## Problem to solve
Transcribe the material word for word from its first line through the line containing "M125 169L129 169L129", including both of those lines.

+++ Provided material

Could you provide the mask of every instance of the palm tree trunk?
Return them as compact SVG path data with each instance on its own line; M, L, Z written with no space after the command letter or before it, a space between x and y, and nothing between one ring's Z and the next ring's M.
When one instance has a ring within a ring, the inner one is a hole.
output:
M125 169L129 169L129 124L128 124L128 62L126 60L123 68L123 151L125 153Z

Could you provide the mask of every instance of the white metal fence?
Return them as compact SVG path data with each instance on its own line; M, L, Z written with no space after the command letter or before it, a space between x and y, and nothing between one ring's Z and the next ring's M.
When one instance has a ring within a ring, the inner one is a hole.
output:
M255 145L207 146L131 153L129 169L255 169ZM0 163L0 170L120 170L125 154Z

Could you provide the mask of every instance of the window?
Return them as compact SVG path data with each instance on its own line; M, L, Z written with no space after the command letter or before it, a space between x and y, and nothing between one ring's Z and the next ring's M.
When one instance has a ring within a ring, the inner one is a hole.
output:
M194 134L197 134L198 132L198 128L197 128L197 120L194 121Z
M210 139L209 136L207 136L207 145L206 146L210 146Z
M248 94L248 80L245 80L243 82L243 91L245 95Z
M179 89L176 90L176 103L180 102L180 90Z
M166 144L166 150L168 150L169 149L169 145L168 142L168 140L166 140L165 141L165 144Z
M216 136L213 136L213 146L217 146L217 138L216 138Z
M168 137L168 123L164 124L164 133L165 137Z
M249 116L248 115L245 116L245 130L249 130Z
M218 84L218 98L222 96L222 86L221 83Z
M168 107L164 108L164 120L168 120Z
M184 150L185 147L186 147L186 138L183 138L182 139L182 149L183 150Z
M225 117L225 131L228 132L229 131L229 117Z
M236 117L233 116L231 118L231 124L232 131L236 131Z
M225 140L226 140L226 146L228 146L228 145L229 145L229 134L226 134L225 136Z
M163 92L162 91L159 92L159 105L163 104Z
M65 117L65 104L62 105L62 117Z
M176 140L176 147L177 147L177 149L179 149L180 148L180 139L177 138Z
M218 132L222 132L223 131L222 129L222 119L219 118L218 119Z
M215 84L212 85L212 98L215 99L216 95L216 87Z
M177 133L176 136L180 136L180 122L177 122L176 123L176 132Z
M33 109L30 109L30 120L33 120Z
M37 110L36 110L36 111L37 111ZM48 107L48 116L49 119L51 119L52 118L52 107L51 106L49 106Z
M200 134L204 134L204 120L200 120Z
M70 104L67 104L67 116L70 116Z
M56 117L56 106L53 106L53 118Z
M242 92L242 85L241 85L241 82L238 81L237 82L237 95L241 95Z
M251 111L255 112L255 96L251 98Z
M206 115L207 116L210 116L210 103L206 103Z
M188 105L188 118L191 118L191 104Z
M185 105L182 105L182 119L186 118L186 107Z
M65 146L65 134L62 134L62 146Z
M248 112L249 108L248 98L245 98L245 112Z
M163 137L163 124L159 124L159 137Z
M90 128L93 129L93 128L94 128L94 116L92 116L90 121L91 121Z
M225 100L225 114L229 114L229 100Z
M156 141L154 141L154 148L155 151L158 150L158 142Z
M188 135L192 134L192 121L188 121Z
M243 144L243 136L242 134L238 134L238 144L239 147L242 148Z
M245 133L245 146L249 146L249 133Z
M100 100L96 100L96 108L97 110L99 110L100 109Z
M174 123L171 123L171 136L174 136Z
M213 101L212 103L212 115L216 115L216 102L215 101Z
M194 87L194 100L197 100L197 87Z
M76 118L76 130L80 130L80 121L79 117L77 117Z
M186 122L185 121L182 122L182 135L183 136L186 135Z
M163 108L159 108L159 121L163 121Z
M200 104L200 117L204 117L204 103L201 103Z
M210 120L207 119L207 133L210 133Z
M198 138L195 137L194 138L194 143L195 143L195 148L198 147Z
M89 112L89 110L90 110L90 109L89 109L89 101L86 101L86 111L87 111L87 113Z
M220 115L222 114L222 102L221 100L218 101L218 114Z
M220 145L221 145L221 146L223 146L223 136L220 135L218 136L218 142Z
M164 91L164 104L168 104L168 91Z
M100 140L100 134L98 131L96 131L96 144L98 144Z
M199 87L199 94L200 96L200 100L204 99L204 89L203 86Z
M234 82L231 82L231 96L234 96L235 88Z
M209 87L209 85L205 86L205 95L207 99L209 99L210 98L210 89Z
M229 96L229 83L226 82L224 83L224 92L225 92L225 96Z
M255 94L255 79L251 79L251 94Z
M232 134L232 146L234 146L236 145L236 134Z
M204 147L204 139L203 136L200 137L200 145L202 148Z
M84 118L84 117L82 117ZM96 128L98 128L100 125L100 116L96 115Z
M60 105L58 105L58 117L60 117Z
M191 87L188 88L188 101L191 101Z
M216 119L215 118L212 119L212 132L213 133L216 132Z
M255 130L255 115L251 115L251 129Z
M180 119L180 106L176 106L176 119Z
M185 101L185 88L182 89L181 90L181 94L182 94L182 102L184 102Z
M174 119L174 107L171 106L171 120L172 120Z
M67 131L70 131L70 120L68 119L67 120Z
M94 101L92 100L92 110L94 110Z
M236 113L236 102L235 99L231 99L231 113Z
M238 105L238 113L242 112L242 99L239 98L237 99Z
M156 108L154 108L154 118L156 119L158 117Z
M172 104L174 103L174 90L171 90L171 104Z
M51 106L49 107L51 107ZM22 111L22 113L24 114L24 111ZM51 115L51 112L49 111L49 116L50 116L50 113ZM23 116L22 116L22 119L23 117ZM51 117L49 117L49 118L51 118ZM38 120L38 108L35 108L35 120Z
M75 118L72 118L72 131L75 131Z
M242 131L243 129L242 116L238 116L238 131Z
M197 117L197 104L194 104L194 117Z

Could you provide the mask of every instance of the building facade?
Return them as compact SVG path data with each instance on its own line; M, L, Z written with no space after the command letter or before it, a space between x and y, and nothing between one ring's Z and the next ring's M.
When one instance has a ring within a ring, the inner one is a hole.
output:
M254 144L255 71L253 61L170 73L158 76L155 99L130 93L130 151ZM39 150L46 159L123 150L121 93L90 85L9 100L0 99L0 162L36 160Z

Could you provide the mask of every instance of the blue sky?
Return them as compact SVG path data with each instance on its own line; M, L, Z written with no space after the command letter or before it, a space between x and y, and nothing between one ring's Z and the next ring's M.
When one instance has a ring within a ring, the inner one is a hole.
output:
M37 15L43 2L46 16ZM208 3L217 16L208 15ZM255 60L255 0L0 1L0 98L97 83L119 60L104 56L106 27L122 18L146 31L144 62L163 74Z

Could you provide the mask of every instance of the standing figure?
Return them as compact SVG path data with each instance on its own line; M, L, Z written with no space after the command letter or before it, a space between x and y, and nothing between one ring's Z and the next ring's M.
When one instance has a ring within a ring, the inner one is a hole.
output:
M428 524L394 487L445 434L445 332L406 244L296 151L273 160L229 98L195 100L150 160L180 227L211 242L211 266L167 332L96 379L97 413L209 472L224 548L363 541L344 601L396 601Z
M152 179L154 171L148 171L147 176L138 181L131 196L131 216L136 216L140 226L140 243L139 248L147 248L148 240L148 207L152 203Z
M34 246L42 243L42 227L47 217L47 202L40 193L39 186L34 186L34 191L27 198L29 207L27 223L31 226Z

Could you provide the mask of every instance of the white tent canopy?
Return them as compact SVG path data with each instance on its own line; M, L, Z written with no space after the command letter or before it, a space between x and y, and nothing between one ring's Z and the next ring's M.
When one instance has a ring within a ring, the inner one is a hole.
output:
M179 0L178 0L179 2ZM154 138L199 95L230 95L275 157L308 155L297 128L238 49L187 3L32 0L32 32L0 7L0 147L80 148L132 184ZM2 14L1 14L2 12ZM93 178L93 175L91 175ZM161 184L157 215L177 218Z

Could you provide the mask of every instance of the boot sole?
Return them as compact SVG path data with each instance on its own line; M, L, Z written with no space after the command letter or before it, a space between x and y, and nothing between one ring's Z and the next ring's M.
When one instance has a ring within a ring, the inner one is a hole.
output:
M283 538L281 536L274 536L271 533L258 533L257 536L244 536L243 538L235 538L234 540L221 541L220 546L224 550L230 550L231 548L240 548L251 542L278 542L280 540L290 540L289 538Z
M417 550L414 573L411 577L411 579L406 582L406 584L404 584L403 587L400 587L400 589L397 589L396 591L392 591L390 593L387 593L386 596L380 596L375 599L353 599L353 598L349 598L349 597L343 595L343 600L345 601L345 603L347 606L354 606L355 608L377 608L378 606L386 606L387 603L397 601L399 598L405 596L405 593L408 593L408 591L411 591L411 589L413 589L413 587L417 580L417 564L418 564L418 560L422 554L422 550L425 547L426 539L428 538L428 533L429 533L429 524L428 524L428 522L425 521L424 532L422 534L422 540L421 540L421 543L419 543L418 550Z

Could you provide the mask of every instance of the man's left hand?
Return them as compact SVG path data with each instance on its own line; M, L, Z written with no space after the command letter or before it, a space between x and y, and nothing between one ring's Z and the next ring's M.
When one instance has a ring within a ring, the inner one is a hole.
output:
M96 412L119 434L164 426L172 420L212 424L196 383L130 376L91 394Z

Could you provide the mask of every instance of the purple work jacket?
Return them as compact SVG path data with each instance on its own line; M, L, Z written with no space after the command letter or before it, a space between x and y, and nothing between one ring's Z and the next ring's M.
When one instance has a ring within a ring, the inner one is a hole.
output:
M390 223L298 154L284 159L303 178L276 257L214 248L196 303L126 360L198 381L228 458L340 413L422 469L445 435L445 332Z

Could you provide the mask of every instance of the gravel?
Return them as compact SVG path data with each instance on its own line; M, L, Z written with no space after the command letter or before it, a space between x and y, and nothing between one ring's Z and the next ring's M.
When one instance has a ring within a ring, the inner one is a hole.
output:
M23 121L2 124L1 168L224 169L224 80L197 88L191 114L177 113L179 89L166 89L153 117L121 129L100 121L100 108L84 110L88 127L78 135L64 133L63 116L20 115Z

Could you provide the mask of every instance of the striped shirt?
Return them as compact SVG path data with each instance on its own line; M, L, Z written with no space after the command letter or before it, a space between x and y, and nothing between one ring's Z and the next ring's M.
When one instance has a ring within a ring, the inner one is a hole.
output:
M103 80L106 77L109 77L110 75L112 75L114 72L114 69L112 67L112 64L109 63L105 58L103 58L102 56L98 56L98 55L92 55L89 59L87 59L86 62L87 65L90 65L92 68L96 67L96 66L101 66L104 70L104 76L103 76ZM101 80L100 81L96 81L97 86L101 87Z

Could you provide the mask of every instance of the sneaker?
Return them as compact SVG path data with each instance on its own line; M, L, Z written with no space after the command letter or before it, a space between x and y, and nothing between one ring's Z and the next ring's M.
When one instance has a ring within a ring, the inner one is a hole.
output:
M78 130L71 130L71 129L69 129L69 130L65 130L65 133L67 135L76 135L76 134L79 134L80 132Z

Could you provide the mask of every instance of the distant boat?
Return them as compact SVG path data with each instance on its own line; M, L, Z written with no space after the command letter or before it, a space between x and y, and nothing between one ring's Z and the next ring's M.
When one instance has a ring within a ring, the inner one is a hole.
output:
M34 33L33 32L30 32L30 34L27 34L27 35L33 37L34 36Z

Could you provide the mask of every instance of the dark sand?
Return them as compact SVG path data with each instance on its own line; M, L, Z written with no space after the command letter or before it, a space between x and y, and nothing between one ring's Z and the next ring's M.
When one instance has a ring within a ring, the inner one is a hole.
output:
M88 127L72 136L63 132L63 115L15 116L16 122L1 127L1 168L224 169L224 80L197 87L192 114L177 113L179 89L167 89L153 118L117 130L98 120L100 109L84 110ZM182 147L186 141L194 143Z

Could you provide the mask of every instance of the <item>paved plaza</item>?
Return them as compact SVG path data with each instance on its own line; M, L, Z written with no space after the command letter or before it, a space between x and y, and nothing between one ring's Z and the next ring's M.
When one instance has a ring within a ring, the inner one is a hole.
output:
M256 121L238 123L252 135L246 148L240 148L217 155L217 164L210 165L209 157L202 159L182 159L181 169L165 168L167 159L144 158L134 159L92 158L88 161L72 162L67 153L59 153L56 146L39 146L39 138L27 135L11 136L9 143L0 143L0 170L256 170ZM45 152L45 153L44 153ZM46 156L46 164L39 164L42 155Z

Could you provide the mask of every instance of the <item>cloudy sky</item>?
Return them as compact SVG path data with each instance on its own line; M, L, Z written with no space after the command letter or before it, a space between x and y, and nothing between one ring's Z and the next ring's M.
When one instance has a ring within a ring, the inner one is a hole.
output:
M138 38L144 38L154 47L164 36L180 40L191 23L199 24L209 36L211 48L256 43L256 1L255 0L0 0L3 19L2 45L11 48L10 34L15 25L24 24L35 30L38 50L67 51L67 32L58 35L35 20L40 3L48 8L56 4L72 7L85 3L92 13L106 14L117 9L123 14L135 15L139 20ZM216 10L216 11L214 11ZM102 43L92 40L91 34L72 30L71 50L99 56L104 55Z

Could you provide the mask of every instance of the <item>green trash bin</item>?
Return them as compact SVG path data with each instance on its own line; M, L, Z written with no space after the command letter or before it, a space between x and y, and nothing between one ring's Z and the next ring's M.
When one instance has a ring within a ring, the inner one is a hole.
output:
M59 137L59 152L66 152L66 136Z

++++++

## Result of the exercise
Could you provide the mask of every instance of the palm tree trunk?
Return them as compact SVG path data with each instance on its own line; M, L, Z written with no space after the command letter or before it, a space between x and y, and nothing between one ring's Z and the next ring's M.
When one instance has a ring within a ring, the inner one is a hole.
output:
M125 169L129 169L129 124L128 124L128 62L126 60L123 68L123 151L125 153Z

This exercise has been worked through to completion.